* BEGIN Dataset rows *
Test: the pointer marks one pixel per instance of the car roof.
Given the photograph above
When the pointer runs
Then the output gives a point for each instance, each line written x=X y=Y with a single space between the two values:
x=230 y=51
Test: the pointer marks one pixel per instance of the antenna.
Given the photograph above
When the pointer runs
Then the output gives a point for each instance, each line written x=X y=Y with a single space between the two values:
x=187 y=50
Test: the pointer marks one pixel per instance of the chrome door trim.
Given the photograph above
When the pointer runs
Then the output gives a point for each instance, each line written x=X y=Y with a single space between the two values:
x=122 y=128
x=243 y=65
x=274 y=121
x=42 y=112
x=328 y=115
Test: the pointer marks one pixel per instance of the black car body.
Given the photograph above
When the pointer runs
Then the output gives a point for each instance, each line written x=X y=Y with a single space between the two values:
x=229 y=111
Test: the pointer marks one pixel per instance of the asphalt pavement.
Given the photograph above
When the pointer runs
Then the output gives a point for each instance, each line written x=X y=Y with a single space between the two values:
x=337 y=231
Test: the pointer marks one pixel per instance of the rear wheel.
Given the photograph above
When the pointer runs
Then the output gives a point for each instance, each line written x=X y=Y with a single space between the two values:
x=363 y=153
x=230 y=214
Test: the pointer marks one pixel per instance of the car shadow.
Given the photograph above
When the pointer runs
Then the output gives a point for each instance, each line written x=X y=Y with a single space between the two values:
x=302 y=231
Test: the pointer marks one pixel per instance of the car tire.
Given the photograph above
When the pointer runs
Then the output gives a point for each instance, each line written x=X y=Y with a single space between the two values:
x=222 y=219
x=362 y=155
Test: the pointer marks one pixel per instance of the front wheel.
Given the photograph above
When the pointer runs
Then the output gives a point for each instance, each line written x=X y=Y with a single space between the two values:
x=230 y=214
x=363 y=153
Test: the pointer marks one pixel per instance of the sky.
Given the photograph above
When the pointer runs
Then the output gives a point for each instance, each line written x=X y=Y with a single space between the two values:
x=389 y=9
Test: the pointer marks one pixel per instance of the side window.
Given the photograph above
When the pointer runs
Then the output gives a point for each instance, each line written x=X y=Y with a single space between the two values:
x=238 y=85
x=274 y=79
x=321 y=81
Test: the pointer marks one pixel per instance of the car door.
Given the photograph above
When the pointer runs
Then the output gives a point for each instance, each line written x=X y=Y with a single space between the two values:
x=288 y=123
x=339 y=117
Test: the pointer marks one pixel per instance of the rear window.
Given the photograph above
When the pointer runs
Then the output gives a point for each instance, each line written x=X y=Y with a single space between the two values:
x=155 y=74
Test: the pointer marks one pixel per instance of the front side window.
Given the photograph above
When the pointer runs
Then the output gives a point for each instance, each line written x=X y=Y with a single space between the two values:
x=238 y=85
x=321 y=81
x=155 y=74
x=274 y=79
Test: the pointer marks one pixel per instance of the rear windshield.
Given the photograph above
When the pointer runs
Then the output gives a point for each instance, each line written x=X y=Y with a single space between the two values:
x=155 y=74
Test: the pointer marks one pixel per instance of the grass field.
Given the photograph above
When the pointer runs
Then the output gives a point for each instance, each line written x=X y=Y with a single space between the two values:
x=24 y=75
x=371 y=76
* END Dataset rows *
[Given request]: Write out the material again word for word, beginning at the line that contains "Test: the pointer marks one pixel per instance of the black" and stopping after the line that contains "x=229 y=111". Give only those lines.

[Response to the task]:
Test: the pointer marks one pixel per instance of the black car body.
Given the photograph above
When the pointer runs
Then the output gives a point for each instance, each line written x=X y=Y with a single space between the two values:
x=229 y=111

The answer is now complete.